» **Directions**
Starting at the line that contains "Target: black t-shirt", transcribe each line exactly through the last line of the data. Include nothing else.

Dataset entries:
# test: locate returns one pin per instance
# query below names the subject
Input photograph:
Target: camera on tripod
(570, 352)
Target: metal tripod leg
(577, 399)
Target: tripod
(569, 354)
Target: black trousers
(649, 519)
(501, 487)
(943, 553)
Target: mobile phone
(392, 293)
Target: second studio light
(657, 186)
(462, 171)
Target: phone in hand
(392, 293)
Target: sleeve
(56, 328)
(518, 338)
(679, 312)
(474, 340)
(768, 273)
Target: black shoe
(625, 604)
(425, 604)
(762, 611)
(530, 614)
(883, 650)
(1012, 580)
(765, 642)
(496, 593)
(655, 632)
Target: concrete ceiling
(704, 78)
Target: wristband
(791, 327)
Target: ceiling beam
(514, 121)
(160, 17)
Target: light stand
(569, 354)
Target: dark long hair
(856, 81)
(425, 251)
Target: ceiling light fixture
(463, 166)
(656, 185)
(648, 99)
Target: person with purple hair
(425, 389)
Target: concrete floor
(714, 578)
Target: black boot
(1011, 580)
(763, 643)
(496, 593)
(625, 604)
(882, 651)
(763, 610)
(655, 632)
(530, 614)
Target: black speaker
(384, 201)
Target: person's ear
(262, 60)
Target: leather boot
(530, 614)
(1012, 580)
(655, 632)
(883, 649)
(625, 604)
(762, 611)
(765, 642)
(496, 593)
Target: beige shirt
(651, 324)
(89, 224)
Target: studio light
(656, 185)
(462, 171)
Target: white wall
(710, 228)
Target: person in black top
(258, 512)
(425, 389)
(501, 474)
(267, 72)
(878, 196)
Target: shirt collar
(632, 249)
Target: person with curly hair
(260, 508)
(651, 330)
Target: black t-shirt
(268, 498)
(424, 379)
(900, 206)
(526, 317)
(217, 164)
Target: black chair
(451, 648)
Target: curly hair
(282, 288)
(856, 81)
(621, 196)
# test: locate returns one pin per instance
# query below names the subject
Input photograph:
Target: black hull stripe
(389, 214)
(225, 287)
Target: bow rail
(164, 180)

» **Output for this exercise**
Target: black t-shirt
(268, 498)
(424, 379)
(900, 206)
(526, 317)
(217, 164)
Target: black chair
(451, 648)
Target: curly hair
(282, 288)
(856, 81)
(621, 196)
# test: locate returns one pin per instance
# query below names the subject
Input photograph:
Target: black hull stripe
(389, 214)
(225, 287)
Target: bow rail
(164, 180)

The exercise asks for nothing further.